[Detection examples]
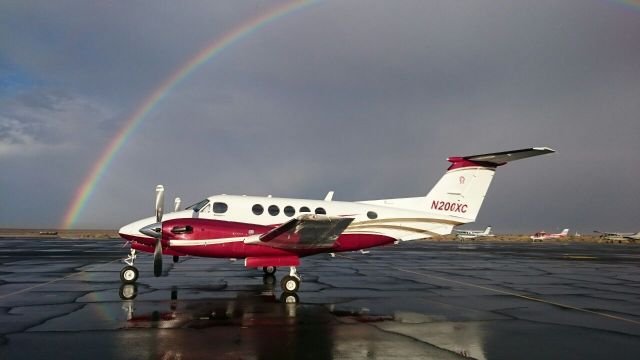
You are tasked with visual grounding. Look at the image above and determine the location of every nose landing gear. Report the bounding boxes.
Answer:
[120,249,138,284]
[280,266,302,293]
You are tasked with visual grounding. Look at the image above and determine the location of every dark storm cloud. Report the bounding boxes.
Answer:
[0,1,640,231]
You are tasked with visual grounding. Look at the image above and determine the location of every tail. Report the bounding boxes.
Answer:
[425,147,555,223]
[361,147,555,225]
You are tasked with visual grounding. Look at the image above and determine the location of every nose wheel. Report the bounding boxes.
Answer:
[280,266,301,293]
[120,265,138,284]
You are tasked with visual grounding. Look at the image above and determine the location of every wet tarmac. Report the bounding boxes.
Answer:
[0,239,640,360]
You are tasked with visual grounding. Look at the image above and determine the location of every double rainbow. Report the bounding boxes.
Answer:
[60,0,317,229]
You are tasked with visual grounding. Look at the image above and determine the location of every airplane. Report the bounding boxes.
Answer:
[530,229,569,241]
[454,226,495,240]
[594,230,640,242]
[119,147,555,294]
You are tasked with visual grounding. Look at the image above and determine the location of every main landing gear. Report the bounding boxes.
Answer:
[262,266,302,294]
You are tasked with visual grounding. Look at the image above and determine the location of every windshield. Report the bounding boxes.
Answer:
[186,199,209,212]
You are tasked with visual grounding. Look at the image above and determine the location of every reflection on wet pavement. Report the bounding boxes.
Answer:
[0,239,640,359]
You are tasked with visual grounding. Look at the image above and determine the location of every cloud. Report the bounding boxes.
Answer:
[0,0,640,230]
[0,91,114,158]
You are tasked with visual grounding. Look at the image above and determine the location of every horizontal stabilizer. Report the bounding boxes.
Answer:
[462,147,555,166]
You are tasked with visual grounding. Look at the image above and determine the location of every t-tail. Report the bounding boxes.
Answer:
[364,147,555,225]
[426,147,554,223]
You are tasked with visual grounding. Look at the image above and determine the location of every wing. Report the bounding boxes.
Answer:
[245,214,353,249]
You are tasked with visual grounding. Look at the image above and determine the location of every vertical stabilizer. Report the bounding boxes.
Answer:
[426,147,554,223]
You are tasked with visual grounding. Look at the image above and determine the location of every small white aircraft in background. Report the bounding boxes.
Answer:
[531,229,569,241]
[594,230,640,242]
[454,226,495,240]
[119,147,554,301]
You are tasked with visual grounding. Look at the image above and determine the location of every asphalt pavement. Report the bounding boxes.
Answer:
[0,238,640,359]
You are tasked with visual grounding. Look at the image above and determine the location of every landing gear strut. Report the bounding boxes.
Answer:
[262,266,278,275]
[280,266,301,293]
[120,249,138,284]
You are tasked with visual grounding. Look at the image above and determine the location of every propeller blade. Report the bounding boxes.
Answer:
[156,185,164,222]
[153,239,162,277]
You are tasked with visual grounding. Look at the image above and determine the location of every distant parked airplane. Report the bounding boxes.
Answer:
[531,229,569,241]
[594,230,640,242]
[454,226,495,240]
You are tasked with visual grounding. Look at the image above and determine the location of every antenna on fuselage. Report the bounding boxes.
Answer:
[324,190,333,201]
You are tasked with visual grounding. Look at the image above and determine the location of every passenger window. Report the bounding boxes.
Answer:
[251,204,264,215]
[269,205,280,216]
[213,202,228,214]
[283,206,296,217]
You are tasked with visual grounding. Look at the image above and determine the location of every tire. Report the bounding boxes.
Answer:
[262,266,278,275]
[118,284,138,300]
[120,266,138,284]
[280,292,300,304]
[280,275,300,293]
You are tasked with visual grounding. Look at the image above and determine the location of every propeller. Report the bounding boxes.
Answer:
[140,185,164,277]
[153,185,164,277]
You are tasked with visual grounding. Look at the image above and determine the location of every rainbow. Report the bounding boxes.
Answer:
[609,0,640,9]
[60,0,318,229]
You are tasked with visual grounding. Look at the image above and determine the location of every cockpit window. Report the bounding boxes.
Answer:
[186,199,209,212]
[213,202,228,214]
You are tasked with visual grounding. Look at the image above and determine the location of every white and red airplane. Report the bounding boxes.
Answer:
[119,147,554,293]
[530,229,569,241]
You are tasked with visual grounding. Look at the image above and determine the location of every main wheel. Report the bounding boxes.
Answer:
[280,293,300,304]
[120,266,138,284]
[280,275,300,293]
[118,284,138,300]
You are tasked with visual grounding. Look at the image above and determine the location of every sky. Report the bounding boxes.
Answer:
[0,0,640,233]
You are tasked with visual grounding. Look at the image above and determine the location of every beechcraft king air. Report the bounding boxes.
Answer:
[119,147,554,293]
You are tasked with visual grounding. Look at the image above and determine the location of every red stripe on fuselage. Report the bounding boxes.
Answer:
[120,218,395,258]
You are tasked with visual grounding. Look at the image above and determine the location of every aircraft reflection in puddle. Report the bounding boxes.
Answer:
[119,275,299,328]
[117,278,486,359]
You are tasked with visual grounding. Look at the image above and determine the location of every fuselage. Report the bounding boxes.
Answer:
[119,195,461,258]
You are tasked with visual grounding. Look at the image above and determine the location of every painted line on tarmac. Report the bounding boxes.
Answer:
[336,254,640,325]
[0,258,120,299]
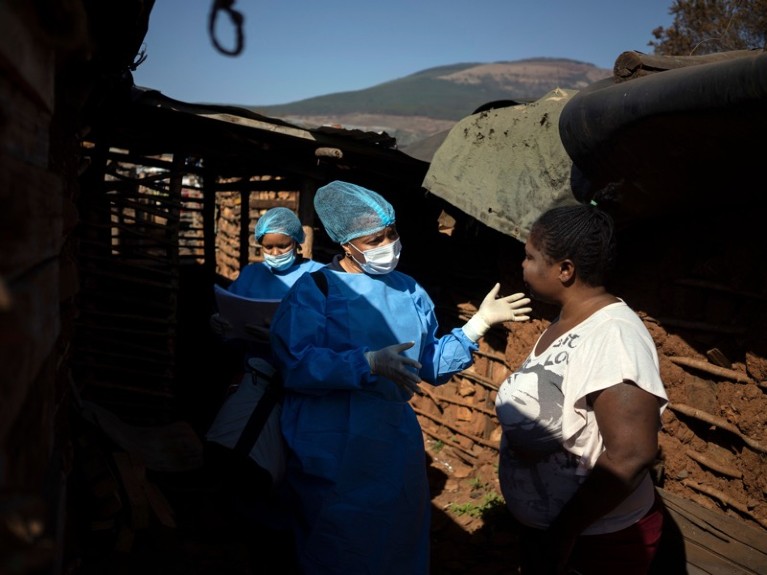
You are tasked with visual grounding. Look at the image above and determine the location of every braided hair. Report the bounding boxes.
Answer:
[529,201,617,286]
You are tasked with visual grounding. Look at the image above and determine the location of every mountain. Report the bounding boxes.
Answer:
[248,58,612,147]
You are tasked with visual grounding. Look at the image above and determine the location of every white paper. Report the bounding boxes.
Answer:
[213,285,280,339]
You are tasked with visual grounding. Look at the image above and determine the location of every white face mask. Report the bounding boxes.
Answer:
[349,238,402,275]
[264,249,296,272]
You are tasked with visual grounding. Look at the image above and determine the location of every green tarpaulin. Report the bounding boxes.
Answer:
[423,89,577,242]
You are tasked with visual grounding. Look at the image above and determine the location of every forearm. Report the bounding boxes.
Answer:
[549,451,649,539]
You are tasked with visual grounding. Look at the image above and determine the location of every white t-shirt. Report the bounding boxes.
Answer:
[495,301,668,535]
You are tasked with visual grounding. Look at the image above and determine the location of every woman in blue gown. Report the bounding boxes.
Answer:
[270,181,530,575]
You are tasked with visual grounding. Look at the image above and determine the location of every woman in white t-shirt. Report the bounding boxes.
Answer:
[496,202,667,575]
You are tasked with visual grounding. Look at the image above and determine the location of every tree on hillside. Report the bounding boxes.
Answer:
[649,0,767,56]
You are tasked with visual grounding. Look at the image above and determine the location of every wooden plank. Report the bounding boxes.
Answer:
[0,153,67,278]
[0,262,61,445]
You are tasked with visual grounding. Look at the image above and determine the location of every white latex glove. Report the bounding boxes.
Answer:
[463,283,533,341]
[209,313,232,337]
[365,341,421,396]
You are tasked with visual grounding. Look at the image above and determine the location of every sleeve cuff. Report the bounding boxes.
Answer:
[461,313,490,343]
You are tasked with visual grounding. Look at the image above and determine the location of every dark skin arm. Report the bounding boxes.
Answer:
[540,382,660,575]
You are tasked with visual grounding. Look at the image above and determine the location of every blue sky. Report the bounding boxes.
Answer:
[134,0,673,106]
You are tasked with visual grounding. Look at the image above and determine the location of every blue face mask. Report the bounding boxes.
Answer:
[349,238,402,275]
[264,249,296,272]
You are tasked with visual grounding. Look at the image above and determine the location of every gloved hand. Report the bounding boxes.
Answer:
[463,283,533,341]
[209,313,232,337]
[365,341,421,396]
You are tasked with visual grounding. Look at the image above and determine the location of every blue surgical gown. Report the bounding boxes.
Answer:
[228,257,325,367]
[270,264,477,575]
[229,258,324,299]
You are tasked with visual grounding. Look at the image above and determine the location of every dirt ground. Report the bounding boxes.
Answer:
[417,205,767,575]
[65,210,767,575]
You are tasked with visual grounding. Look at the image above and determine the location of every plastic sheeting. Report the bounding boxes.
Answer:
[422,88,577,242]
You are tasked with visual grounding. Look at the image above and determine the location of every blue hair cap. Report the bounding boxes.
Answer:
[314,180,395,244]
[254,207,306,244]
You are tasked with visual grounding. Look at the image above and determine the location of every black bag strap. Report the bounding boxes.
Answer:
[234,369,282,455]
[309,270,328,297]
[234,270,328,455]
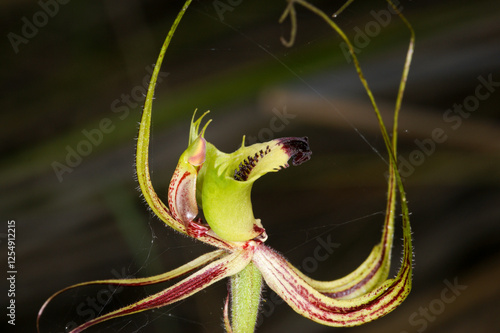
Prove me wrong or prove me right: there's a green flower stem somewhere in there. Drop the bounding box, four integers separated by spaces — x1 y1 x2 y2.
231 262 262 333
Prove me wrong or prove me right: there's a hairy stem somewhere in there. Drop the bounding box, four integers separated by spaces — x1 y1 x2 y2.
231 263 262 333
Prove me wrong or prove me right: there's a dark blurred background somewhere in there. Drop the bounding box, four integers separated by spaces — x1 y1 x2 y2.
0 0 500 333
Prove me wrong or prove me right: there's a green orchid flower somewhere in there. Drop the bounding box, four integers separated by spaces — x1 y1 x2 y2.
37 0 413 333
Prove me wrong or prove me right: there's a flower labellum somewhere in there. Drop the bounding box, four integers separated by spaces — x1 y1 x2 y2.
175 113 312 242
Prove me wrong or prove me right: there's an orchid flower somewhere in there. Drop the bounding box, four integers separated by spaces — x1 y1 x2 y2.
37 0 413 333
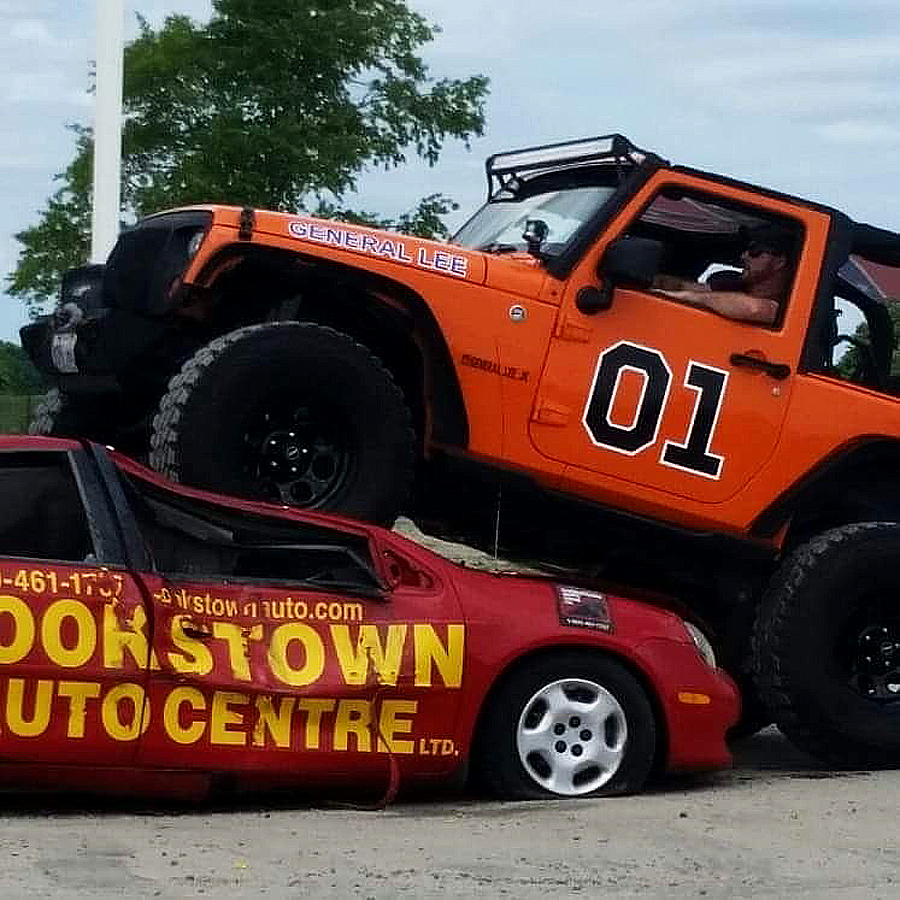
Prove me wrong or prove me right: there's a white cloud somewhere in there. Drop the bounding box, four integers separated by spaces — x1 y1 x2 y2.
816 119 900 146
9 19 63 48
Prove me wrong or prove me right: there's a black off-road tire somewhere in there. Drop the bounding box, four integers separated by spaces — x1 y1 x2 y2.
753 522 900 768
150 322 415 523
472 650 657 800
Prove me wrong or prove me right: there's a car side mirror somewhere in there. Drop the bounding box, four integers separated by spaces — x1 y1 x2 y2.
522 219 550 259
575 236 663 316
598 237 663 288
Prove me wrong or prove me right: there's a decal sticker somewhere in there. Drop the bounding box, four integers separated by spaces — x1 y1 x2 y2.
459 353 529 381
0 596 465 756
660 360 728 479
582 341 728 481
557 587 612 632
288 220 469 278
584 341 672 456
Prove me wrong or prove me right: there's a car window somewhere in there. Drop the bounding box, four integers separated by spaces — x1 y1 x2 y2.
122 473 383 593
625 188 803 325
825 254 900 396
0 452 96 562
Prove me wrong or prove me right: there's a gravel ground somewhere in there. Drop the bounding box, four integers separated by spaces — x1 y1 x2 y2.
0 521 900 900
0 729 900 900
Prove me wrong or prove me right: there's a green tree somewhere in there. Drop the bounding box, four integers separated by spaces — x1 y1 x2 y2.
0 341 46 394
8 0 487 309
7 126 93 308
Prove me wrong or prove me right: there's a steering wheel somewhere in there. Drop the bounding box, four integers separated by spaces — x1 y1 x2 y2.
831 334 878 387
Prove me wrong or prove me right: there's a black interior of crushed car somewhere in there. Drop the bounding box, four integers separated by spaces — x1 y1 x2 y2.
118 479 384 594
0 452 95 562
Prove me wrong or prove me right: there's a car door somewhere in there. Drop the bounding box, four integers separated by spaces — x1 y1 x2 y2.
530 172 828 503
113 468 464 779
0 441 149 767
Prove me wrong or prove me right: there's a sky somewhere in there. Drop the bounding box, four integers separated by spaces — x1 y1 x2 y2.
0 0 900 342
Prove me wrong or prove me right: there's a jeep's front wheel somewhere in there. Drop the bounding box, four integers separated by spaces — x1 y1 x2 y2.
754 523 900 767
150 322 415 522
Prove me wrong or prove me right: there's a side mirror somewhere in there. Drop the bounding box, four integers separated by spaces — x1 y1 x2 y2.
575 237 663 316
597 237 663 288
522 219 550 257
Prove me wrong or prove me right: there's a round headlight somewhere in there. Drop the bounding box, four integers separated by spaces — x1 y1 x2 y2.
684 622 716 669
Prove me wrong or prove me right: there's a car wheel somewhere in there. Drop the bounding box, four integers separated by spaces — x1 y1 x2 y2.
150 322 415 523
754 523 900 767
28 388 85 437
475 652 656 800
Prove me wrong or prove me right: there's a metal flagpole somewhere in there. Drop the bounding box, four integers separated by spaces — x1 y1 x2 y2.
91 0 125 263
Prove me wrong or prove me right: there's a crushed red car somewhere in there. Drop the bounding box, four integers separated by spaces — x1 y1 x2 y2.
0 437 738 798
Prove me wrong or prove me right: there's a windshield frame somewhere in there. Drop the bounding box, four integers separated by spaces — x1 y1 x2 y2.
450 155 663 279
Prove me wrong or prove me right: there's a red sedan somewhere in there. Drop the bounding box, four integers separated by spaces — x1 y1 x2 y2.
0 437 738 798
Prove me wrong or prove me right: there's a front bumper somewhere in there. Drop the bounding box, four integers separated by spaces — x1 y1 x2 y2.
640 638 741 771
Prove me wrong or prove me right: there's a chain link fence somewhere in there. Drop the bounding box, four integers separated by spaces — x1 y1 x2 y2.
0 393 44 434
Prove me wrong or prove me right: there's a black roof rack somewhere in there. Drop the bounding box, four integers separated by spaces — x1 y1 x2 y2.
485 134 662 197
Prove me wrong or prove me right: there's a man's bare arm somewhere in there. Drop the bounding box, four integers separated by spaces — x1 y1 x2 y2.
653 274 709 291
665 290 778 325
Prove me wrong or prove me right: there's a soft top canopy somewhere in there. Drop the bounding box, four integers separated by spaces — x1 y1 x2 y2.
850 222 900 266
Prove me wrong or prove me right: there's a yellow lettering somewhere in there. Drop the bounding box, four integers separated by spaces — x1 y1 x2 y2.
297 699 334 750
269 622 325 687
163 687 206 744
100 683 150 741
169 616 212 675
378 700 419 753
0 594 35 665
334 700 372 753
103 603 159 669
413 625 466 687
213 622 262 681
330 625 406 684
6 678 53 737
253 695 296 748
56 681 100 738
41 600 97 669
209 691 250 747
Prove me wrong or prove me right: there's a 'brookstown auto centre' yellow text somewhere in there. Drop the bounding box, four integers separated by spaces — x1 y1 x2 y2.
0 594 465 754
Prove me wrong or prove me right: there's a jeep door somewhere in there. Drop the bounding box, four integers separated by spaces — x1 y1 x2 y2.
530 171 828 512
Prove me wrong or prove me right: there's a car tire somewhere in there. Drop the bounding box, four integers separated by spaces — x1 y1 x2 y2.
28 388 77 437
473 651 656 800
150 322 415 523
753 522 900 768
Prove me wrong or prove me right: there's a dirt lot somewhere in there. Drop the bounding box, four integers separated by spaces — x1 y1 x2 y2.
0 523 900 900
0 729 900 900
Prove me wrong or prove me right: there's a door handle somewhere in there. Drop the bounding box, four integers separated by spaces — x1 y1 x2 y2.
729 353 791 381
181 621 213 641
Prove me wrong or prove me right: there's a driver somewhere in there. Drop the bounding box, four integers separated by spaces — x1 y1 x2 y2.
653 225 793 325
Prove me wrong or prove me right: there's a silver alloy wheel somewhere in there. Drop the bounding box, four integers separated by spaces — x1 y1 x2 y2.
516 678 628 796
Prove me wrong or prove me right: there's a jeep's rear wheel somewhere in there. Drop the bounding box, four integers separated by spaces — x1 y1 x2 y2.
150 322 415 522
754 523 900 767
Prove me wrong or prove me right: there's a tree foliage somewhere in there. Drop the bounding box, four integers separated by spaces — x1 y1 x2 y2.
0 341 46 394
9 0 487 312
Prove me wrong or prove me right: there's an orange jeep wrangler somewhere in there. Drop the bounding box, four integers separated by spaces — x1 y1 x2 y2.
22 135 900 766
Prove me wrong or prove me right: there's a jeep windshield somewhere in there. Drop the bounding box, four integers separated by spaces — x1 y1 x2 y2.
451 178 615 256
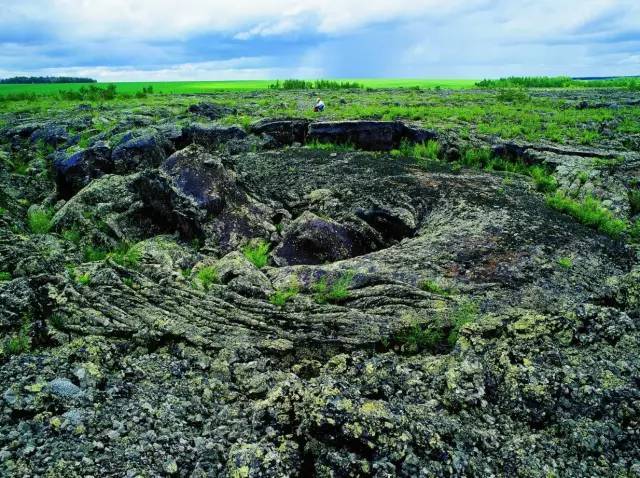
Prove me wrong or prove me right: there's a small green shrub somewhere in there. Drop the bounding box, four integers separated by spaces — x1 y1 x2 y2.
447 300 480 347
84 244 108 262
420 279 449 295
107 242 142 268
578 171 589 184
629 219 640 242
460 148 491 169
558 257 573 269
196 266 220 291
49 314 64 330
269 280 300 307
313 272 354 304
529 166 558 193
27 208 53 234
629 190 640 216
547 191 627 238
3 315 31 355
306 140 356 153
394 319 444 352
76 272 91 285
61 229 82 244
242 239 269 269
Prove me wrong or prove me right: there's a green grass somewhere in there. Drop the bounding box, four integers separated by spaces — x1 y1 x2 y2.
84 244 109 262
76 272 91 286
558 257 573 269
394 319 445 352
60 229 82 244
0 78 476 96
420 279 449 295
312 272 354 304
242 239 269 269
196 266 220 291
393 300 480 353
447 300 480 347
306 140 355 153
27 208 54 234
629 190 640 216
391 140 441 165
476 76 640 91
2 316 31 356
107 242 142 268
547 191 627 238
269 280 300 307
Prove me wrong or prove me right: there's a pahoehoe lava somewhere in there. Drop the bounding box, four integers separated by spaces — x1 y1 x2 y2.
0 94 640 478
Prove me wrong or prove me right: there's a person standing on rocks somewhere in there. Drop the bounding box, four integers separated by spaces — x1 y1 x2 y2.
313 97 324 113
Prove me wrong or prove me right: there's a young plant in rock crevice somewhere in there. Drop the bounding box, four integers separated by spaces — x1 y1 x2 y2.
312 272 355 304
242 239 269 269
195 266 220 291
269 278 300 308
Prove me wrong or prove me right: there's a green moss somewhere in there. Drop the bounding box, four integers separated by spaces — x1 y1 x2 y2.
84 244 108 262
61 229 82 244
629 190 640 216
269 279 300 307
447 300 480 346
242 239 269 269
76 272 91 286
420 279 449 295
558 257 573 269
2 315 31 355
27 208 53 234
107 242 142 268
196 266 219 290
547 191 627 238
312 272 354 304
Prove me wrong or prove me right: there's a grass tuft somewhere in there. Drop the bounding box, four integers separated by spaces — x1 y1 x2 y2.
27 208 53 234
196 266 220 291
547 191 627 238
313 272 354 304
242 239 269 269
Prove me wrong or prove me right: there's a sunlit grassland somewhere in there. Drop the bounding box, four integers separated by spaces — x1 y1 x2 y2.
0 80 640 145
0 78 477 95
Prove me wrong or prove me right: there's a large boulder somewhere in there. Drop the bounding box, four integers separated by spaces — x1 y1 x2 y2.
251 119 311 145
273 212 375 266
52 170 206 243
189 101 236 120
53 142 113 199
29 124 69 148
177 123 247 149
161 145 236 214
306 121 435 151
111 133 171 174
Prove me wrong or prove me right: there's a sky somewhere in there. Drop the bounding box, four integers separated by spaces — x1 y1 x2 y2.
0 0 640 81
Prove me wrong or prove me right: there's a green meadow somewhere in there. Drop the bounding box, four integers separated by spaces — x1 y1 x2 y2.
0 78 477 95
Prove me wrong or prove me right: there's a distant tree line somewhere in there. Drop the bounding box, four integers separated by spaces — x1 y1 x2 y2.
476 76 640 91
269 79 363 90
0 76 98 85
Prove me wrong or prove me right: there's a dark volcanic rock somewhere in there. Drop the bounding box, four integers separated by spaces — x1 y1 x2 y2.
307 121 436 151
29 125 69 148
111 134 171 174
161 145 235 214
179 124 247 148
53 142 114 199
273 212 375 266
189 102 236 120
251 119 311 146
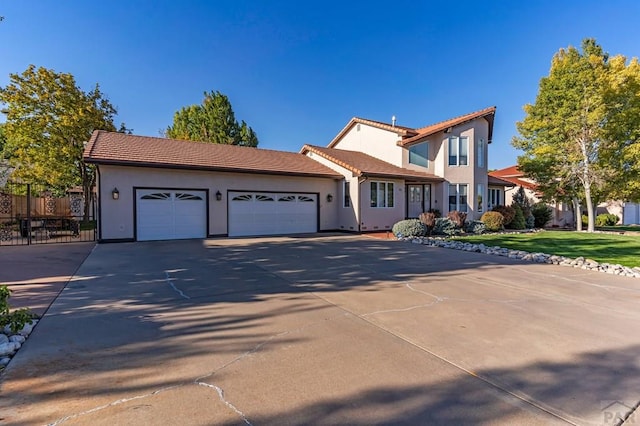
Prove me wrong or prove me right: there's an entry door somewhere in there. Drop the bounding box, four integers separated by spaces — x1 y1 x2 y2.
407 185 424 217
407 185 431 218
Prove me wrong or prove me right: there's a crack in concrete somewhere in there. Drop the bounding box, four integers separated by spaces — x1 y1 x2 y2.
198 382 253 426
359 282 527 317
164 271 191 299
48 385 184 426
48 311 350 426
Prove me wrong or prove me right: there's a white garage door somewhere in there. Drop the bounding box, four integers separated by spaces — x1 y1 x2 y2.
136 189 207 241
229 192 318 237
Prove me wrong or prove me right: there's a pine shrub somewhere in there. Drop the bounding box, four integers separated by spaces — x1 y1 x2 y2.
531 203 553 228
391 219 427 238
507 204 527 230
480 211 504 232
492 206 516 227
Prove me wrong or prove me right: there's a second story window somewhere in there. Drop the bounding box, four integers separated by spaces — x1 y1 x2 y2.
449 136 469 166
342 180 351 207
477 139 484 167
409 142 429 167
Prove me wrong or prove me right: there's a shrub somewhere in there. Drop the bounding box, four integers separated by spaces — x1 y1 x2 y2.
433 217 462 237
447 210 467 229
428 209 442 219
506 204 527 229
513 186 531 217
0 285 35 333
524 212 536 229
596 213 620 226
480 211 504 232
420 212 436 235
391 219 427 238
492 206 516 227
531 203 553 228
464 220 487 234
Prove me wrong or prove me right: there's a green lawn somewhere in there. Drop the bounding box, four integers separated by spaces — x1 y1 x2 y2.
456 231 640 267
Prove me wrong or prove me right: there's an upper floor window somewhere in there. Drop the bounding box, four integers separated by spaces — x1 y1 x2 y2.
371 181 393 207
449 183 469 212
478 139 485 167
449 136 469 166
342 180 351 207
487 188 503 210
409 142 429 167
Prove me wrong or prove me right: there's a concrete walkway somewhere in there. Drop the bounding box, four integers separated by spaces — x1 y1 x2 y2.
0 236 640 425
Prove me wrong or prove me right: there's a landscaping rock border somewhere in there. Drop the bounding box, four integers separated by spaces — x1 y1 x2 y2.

Given request:
Quote the rows word for word from their start up to and including the line that contains "[0,239,640,360]". Leave the pictures out of your answer.

Exercise output:
You are tasked with visual grounding. Look at the image above and determine the location of every nose landing gear. Report the bounding boxes.
Answer:
[120,249,138,284]
[280,266,302,293]
You are tasked with visual grounding. Look at the image above and determine the location of every dark storm cloud. Report the bounding boxes.
Answer:
[0,1,640,231]
You are tasked with visual grounding. Look at the image above and determine the location of every tail. Report the bounding boxes.
Answer:
[425,147,555,223]
[361,147,555,225]
You are tasked with visual grounding. Look at the image above and determine the location of every nose wheel. Report the bounding boxes.
Answer:
[280,266,301,293]
[120,265,138,284]
You are tasked with visual grounding. Look at the image above and determine the location of every wet tarmac. Report the bounding boxes.
Answer:
[0,239,640,360]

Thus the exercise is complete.